— Your goal —
Please set out the stretch of data from its start through the line containing "x=808 y=420" as a numbered list, leaving out any blank lines.

— Data section —
○ ○ ○ ○ ○

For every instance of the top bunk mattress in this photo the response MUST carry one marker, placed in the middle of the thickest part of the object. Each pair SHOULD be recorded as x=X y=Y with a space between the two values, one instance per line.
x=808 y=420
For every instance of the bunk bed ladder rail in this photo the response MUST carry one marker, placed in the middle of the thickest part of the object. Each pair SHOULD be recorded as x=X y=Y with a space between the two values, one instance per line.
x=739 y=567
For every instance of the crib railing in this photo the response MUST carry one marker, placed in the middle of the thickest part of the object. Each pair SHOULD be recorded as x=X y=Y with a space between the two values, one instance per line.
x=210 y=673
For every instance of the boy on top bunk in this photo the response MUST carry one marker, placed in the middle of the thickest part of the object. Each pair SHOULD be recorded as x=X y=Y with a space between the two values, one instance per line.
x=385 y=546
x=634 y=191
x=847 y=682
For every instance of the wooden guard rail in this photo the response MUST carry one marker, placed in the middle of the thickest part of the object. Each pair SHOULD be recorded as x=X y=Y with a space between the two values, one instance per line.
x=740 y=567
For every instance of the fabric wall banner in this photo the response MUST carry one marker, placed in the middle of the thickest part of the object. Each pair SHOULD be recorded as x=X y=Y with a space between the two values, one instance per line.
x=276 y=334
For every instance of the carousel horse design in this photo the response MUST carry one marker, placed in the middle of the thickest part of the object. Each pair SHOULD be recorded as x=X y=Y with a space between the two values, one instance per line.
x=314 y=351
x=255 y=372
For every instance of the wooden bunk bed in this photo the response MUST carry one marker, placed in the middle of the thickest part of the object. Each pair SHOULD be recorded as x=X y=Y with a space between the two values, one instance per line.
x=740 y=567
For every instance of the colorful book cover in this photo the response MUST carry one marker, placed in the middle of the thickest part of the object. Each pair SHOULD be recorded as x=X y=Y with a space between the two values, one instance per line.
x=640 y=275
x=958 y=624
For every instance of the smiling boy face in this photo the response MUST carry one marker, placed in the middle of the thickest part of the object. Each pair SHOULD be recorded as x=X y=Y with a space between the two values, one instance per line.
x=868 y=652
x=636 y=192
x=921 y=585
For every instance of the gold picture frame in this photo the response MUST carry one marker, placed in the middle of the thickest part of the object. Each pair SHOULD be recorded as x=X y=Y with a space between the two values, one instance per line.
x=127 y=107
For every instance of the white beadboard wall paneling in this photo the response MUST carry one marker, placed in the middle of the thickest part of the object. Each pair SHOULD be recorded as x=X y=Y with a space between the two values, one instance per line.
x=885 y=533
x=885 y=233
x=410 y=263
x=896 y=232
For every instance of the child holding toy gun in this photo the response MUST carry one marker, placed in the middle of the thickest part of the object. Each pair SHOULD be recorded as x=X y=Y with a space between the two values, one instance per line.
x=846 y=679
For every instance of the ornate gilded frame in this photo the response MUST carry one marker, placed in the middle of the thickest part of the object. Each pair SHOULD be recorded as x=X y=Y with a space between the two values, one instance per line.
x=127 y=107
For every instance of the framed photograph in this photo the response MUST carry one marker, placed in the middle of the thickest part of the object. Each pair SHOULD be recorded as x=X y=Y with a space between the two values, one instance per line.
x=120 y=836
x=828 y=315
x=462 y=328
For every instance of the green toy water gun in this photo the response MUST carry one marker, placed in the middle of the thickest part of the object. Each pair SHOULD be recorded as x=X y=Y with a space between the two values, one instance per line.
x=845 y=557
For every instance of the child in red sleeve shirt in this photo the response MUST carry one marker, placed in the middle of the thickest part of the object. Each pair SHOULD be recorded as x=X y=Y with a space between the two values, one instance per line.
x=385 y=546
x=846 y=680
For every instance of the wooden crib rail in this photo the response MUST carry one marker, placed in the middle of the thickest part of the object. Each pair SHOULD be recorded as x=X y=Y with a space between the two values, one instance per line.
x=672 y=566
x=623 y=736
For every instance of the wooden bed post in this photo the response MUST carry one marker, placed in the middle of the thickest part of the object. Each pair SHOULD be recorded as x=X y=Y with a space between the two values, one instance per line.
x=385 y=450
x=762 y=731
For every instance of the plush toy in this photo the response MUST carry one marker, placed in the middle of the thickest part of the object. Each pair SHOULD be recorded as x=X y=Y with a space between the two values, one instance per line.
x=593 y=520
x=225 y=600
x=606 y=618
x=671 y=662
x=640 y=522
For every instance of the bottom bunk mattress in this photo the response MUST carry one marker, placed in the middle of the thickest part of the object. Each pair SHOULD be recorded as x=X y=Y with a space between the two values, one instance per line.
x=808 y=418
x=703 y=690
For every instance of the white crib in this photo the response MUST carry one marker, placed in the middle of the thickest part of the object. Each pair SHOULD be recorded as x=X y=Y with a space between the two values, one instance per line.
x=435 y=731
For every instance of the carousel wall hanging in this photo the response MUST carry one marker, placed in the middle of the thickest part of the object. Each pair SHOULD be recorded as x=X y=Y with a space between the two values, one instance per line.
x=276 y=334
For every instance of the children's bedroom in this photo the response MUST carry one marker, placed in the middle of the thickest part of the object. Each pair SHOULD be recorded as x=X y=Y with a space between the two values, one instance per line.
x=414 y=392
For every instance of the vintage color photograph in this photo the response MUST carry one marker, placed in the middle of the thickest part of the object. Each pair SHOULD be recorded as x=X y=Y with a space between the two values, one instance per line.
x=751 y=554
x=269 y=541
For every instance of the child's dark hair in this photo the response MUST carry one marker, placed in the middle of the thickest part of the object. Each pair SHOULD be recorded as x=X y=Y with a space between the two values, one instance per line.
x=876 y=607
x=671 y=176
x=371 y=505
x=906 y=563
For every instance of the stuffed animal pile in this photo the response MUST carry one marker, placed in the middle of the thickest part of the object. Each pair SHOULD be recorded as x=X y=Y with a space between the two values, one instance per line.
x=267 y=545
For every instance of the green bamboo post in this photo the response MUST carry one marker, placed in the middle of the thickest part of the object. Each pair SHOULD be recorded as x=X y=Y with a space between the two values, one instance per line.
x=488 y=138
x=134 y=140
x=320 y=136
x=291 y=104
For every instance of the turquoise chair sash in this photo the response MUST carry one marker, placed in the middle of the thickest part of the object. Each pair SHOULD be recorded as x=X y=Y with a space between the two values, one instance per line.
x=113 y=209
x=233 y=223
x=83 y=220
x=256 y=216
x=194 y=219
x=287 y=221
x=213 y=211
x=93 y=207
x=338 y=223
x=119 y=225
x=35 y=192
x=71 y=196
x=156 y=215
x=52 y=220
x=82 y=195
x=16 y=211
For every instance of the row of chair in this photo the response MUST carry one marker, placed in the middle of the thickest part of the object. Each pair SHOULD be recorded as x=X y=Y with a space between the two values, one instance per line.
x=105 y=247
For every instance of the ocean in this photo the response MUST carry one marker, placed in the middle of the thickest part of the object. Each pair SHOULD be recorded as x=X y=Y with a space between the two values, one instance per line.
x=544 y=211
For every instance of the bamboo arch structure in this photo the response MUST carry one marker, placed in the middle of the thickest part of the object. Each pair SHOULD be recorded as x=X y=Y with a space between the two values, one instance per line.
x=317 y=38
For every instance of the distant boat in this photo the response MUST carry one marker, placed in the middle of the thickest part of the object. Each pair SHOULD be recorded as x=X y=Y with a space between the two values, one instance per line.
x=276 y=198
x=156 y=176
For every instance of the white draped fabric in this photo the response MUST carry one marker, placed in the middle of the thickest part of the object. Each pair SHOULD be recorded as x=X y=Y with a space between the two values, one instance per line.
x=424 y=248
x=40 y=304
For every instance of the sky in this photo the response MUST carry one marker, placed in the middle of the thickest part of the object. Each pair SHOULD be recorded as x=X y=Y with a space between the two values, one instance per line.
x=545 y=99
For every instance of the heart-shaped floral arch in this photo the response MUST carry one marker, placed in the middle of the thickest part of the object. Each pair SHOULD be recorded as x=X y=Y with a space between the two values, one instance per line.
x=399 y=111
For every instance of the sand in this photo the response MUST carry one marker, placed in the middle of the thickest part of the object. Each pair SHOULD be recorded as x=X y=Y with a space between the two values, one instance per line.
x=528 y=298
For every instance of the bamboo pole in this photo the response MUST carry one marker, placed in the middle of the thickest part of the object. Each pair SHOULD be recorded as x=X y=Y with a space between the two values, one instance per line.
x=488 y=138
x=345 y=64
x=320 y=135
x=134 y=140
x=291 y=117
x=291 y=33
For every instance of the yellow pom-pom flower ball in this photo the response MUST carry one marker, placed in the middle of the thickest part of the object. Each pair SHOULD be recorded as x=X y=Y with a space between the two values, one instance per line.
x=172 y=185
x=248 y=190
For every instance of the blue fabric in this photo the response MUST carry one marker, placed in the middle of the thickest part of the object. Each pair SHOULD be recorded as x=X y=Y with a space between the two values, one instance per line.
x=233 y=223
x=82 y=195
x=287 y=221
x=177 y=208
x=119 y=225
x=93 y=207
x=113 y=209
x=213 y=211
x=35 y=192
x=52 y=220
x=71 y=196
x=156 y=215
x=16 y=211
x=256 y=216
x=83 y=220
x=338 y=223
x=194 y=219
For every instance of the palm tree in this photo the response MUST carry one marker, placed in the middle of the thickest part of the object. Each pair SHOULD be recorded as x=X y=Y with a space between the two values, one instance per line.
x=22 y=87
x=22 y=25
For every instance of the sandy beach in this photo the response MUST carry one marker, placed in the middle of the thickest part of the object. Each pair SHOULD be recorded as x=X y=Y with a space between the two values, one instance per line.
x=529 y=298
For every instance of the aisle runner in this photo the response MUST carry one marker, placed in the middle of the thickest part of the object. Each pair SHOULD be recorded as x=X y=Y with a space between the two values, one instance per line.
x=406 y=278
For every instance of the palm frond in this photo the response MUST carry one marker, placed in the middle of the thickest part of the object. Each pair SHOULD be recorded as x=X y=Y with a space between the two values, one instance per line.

○ ○ ○ ○ ○

— Solution —
1. For every instance of the top bunk mattress in this photo the response MUST carry one marker, placed in the middle of the thickest part of the object. Each pair SHOULD be recorded as x=X y=Y with a space between the two values, one instance per line.
2. x=808 y=420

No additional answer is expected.